→ Directive 1
List each line of the records that contains the word "gray".

→ Source document
[Begin]

Tuesday, July 30, 2013

Stone Ruin Ten IPA - Beer Review

I'm not sure how I feel about really big IPAs. In some ways, they're like the brewing equivalent of the deep dish pizza. Just as any joker can pile copious handfuls of mozzarella on top of a crust, any brew monkey can toss barrels of hop pellets into his wort. I say this with a smile, and I don't want to trivialize the efforts of anyone in the culinary or brewing world, but it's disappointing when one ingredient is used to cover up the lack of quality of other components in a product (however, I would still rather drink an unbalanced, overhopped IPA than some swill of a light lager from a swirly-necked bottle or a color-changing can).

That being said, I do get a taste for deep dish pizza every now and then, and sometimes I like well-crafted imperial IPAs. They can be novelties, but they have a special place in my heart. Hoppy beers have a way of drawing people into the craft scene, especially those overflowing with a citrusy dry hopped essence. The first time you smell a beer that is brimming with lupulin is a moment that you'll never forget. I remember sharing a bomber of Two Brothers Hop Juice (now known as Hop Centric) with my brother a few years ago. Its nose, depth of flavor, and smoothness in spite of high ABV and IBUs made the tasting an inspirational experience. We were both amazed that a beer could be that way. My palate seems to change every few years, and I'm not as into IPAs as I used to be, but big beers like this take me down memory lane.

[End]

→ Directive 2
Using the beer review, decide whether each statement agrees with it, answering yes or no and quoting the words that settle it. (a) The writer once shared a bomber of Two Brothers Hop Juice with a brother. (b) The writer would rather drink a light lager than an unbalanced, overhopped IPA. (c) The writer is more into IPAs now than in the past.

(Entries taken from a collection)
[Begin]

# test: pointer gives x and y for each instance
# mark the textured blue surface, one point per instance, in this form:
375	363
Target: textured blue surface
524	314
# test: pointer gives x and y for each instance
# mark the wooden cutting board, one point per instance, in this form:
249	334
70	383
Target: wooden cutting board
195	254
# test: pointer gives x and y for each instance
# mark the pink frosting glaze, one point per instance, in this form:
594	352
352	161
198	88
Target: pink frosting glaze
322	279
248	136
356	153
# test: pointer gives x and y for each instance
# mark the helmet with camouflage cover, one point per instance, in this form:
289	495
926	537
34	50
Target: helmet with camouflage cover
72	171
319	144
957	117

[End]
[Begin]

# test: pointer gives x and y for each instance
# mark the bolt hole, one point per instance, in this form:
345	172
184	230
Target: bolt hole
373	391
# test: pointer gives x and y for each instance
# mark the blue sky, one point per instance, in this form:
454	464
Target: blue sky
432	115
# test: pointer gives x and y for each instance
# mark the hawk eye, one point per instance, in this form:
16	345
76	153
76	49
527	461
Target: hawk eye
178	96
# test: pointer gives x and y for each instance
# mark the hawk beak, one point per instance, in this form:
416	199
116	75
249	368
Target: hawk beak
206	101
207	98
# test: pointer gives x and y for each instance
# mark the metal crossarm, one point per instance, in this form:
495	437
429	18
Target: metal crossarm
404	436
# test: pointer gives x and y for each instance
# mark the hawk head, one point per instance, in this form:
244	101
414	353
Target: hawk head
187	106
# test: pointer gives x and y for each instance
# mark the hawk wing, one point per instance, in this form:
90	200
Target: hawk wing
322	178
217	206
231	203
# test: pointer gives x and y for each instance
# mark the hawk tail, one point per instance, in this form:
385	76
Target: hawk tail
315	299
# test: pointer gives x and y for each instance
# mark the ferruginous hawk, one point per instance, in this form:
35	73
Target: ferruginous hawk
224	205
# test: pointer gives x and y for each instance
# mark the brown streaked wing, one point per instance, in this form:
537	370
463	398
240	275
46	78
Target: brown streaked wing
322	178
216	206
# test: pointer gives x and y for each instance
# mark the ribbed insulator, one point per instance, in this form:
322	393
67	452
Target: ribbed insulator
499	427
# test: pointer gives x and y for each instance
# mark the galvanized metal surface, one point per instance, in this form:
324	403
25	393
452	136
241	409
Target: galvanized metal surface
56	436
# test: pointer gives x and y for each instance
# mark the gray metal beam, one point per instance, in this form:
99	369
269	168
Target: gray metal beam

[End]

→ Exercise response 1
# mark the gray metal beam, one point per instance, in this form:
Target: gray metal beam

→ Exercise response 2
(a) Yes: "I remember sharing a bomber of Two Brothers Hop Juice (now known as Hop Centric) with my brother a few years ago."
(b) No: "I would still rather drink an unbalanced, overhopped IPA than some swill of a light lager from a swirly-necked bottle or a color-changing can"
(c) No: "I'm not as into IPAs as I used to be"